**DIRECTIONS**
- 1) According to the Mariposa Grove project page below, what age range of children is the app for?
- 2) Print the Mariposa Grove project page's wording between "App's main pages" and "physical environmental experiences.", inclusive.

**TEXT PASSAGE**

Content starts

Year: 2021
Role: Concept and Product Design, UX & UI research
Client: Studio Elsewhere for Lazarus Children’s Abilities Center
Media: Digital App using custom built library & paper.js
Team: David Azar (Software Engineering), Tim Fain (Music), Torin Blankensmith (Unreal Engine Interaction Integration),
Mariposa Grove is an inclusive drawing application designed specifically for children with cerebral palsy who work with the specialists at Charles Lazarus Children's Abilities Center. The app serves as a bridge between digital creativity and physical rehabilitation, allowing children of varying abilities to create personalized butterflies that come to life in the center's immersive projected environments.
App's main pages
Creating an engaging digital experience for children aged 3-18 with diverse motor abilities presented multiple design challenges. We needed to design for universal accessibility while maintaining appeal across a wide developmental range, create joy and agency within a clinical environment that can feel overwhelming, and seamlessly connect digital creation with physical environmental experiences.

Content ends

**DATA SHOWN**
Content starts

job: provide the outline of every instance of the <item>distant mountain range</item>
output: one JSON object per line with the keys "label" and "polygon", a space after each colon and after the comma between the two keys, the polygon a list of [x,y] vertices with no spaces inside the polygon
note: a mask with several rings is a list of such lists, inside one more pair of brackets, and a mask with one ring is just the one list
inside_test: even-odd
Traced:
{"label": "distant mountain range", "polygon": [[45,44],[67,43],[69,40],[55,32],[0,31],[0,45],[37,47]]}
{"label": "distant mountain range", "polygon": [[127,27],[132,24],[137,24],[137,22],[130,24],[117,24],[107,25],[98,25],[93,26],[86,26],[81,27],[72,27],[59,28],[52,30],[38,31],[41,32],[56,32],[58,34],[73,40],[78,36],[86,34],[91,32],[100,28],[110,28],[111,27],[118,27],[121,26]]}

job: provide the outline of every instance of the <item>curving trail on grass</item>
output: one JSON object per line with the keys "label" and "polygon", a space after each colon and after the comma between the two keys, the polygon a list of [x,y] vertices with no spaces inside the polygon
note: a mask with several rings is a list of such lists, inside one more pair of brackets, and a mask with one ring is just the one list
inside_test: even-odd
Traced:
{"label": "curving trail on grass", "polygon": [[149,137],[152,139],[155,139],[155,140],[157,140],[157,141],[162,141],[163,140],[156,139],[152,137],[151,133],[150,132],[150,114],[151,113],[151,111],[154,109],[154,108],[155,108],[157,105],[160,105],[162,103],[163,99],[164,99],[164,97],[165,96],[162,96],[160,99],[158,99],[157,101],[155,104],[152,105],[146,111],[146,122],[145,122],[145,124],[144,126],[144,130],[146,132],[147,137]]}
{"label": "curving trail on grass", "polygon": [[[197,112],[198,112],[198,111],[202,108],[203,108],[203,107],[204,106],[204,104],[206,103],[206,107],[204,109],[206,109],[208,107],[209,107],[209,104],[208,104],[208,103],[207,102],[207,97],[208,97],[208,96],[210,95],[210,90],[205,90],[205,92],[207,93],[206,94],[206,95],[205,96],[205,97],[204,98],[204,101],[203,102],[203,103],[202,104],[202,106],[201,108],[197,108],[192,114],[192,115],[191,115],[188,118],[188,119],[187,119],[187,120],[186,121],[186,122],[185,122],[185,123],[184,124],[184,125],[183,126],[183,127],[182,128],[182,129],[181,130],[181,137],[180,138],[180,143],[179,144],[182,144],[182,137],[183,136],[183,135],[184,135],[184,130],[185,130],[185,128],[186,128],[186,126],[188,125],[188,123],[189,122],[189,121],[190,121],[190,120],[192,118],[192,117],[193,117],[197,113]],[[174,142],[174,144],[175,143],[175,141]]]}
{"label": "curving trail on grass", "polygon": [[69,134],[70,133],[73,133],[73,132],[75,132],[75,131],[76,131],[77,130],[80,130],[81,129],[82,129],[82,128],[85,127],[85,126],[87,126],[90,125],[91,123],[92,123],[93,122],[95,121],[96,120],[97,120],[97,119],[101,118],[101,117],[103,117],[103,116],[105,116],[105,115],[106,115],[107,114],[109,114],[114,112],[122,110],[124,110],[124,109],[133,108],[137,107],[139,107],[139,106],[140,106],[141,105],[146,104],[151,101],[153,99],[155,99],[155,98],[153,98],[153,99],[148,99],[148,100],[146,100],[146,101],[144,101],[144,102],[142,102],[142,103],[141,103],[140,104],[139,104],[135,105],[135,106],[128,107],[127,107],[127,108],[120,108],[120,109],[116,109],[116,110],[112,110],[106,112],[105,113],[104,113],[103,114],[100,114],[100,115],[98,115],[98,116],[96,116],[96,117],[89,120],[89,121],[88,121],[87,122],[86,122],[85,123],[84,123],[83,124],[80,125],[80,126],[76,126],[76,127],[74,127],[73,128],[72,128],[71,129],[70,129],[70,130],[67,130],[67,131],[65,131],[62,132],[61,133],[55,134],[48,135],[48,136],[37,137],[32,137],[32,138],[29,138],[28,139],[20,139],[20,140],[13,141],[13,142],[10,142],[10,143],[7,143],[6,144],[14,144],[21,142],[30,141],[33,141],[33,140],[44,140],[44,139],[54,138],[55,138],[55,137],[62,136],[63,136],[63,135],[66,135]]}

Content ends

**EXERCISE RESULTS**
- 1) Children aged 3 to 18.

- 2)
App's main pages
Creating an engaging digital experience for children aged 3-18 with diverse motor abilities presented multiple design challenges. We needed to design for universal accessibility while maintaining appeal across a wide developmental range, create joy and agency within a clinical environment that can feel overwhelming, and seamlessly connect digital creation with physical environmental experiences.